◆ Document excerpt
** Start **
Of course, I’m aware that Michael Jackson hasn’t been with us for a decade. But that didn’t stop my heart from racing when impersonator Michael Firestone answered the phone from his Las Vegas home with an informal, Jacksonian-pitched ‘How’s it going?”
“Shamone, ow and hee hee!” The King of Pop lives! If the 40-year-old Firestone can be that convincing on the phone in his natural voice, imagine how he is on the stage, with the lights, the moves, the band and 90 minutes’ worth of makeup helping to create the illusion that it’s Jackson up there doing the moonwalk to “Billie Jean.”
The throngs of Israeli Jackson fans will get to find out when Firestone brings his acclaimed extravaganza, “I Am King – The Michael Jackson Experience,” for 20 performances throughout the country beginning on January 29.
A sellout attraction for years at the Rio Hotel and Casino in Las Vegas, Firestone said he tries to capture the diverse dimensions of the pop culture legend
– his dazzle as well as his childlike persona.
“To do this character, I think you have to be a genuinely nice person – and impersonate someone that you can personally relate to,” said Firestone, who began imitating Jackson as a teen in Rome, New York. “If you don’t match, it’s not going to work… like a super nice guy probably wouldn’t do a great job doing Axl Rose.
** End **
[Coordinate annotation records]
** Start **
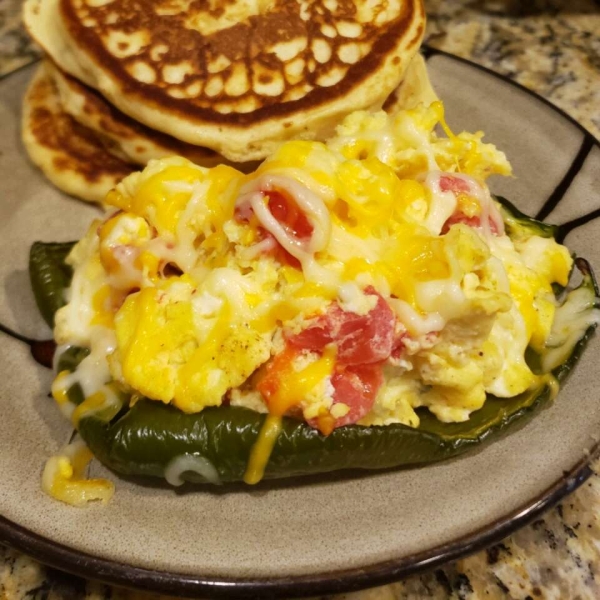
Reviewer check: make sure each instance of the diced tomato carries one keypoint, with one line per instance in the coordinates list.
(357, 388)
(470, 221)
(360, 339)
(449, 183)
(286, 211)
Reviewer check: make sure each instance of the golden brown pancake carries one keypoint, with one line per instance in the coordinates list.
(237, 76)
(415, 88)
(122, 136)
(70, 155)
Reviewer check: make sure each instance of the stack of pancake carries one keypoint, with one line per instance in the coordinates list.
(126, 81)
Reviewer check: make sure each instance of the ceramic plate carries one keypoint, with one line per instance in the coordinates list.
(301, 537)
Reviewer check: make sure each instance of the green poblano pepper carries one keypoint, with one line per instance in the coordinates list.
(146, 438)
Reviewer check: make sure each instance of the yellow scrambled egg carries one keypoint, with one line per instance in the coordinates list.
(196, 277)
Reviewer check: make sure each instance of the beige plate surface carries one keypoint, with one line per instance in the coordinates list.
(300, 529)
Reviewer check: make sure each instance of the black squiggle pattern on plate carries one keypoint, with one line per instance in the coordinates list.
(561, 189)
(566, 228)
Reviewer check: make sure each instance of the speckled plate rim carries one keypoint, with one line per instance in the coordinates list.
(86, 565)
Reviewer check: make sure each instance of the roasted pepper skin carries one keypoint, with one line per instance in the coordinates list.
(50, 276)
(144, 438)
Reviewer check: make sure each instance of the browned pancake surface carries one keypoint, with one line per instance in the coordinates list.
(70, 155)
(240, 62)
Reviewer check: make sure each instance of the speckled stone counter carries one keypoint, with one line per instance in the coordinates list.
(552, 47)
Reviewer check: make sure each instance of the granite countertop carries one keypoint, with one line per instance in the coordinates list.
(553, 48)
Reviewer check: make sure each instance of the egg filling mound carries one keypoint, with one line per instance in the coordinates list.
(347, 282)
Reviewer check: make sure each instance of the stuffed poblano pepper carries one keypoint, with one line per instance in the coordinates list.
(363, 303)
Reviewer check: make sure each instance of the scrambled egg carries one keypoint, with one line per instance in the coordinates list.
(200, 286)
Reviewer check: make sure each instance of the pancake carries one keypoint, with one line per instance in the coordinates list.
(236, 76)
(121, 135)
(415, 88)
(70, 155)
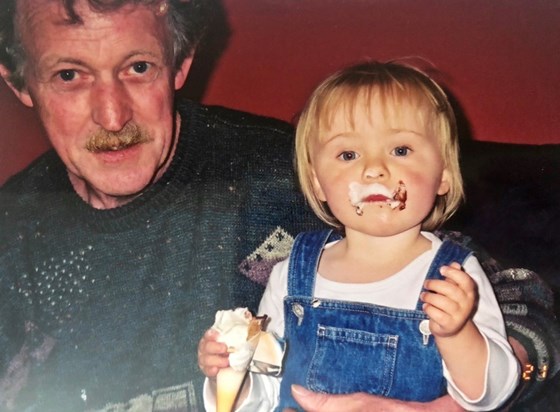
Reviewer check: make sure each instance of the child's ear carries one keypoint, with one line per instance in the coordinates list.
(445, 183)
(23, 95)
(317, 187)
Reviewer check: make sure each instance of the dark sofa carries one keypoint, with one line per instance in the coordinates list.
(512, 210)
(513, 204)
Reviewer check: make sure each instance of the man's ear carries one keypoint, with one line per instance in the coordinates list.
(445, 183)
(183, 72)
(317, 187)
(23, 95)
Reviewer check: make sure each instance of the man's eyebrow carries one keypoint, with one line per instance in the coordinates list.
(135, 53)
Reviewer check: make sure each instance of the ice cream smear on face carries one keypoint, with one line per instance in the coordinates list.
(361, 195)
(240, 331)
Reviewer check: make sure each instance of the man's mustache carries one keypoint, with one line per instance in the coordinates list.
(107, 141)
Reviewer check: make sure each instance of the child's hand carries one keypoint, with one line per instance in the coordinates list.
(449, 303)
(212, 355)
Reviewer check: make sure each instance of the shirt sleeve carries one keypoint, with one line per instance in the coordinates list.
(502, 368)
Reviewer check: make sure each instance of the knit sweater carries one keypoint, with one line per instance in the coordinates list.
(105, 308)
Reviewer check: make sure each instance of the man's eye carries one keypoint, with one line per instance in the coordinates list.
(401, 151)
(347, 156)
(67, 75)
(140, 67)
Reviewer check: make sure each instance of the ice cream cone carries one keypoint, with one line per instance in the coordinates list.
(229, 383)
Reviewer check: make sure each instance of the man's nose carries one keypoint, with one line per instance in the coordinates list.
(111, 105)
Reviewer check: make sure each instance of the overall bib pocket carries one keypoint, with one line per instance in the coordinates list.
(349, 360)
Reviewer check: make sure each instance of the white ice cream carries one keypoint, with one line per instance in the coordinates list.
(358, 193)
(233, 326)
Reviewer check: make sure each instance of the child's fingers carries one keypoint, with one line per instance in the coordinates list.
(212, 355)
(456, 275)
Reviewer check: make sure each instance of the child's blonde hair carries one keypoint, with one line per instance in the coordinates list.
(392, 83)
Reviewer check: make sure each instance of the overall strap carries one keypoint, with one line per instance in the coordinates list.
(448, 253)
(304, 261)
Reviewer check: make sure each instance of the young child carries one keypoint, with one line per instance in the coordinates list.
(387, 308)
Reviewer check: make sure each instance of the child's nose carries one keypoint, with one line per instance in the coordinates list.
(375, 171)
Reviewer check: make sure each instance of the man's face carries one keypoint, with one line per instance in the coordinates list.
(89, 81)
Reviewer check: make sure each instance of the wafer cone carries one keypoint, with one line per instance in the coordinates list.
(229, 383)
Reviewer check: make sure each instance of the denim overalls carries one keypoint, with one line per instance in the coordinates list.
(345, 347)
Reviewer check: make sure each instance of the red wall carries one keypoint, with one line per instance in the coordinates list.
(499, 58)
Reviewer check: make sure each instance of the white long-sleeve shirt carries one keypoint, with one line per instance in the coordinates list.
(400, 290)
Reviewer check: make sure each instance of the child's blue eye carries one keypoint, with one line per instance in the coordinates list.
(347, 156)
(401, 151)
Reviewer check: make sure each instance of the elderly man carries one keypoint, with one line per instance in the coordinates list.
(117, 248)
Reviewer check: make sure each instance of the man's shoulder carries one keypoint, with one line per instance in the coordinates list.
(235, 121)
(36, 176)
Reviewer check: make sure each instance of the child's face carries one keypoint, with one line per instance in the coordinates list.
(381, 174)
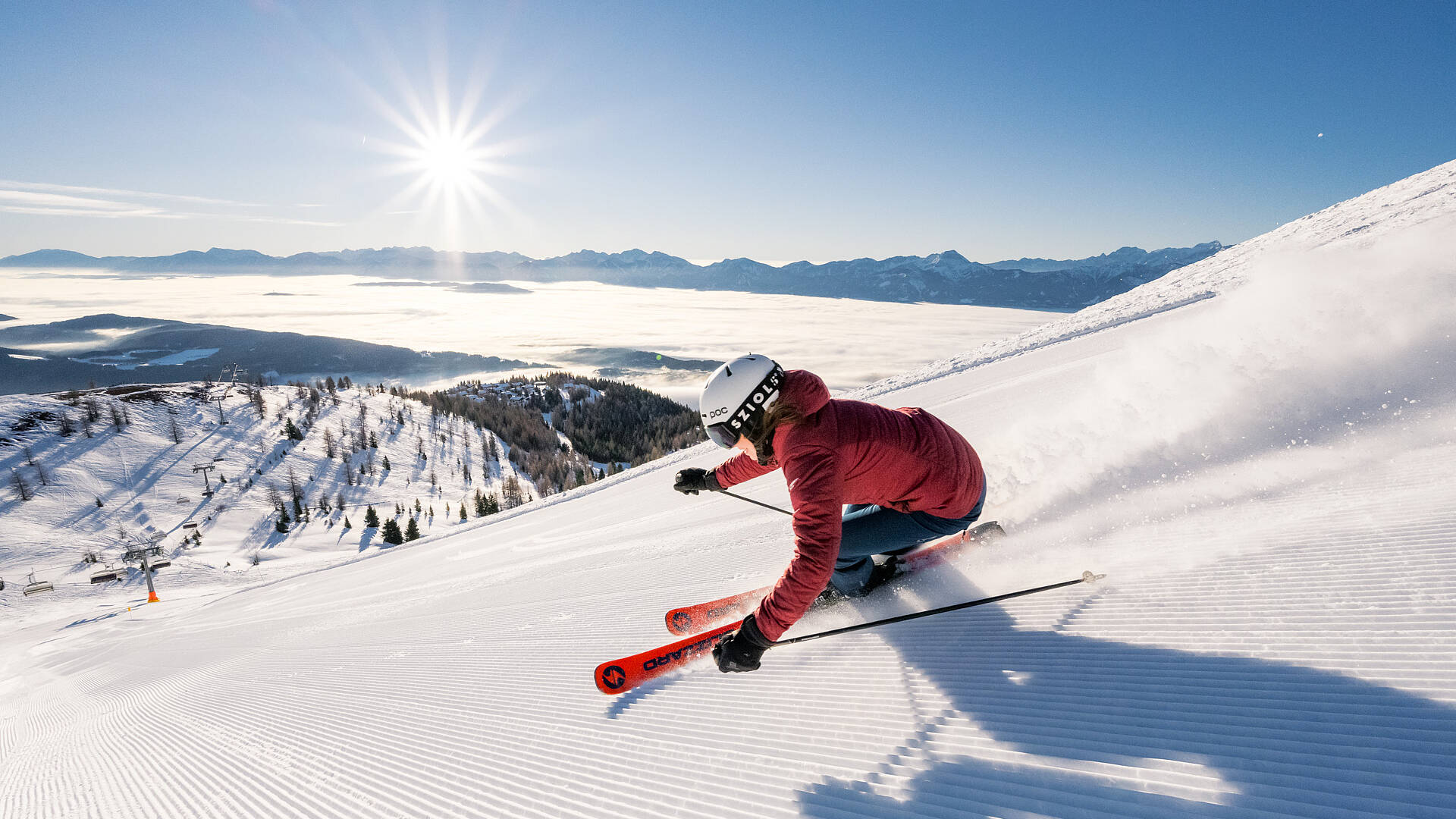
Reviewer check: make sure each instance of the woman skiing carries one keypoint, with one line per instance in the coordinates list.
(906, 479)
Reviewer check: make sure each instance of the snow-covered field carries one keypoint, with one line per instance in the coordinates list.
(1256, 449)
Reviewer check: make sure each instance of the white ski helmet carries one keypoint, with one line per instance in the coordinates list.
(737, 395)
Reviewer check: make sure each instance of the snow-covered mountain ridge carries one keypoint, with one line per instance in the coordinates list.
(1264, 475)
(118, 466)
(944, 278)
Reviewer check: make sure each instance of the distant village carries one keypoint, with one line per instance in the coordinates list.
(523, 392)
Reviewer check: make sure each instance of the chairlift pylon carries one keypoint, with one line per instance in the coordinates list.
(36, 586)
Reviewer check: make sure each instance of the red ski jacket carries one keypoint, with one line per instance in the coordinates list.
(852, 452)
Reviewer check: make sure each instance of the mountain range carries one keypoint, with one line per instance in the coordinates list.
(946, 278)
(108, 350)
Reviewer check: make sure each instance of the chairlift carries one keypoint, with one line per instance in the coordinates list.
(36, 586)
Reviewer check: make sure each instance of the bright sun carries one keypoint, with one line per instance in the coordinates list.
(446, 161)
(449, 161)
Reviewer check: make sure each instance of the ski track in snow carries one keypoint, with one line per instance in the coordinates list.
(1274, 635)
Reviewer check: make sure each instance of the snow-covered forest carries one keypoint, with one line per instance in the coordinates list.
(1256, 450)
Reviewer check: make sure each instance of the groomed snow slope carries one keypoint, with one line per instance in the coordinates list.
(1266, 477)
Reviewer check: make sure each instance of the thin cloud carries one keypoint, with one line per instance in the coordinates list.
(42, 199)
(120, 193)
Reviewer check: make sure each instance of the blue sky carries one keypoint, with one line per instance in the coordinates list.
(767, 130)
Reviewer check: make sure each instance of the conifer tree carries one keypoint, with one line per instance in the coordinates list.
(392, 534)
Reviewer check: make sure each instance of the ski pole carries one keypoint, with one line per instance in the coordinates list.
(1087, 577)
(756, 503)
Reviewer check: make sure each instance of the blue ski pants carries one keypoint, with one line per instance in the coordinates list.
(871, 529)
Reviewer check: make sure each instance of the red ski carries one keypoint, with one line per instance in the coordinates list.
(617, 676)
(691, 620)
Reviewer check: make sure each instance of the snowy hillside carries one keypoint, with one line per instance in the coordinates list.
(1256, 449)
(128, 475)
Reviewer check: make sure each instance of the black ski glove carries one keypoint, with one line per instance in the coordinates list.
(692, 482)
(742, 651)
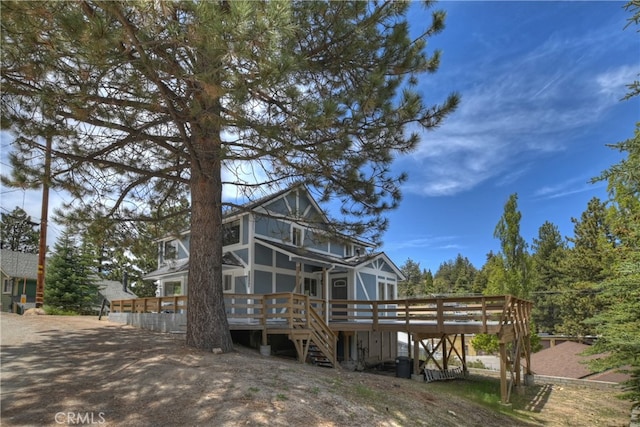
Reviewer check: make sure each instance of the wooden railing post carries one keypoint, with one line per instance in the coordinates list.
(375, 315)
(406, 313)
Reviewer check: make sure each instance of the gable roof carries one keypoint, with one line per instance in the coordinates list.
(302, 254)
(181, 265)
(19, 264)
(112, 290)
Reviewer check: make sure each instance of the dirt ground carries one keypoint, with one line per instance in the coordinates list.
(78, 370)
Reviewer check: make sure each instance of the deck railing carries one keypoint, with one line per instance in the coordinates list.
(292, 309)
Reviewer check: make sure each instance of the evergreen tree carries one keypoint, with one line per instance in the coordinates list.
(427, 278)
(18, 233)
(618, 324)
(165, 100)
(515, 258)
(410, 287)
(549, 250)
(70, 279)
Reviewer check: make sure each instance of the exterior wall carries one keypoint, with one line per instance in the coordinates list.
(162, 322)
(16, 288)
** End **
◆ Work instructions
• a. In the article about the Michael Jackson impersonator, how many performances will Firestone give in Israel?
• b. From the article about the Michael Jackson impersonator, pull out word for word the passage that opens with the words containing "The throngs of" and closes with "on January 29.".

◆ Task solutions
• a. 20 performances.

• b.
The throngs of Israeli Jackson fans will get to find out when Firestone brings his acclaimed extravaganza, “I Am King – The Michael Jackson Experience,” for 20 performances throughout the country beginning on January 29.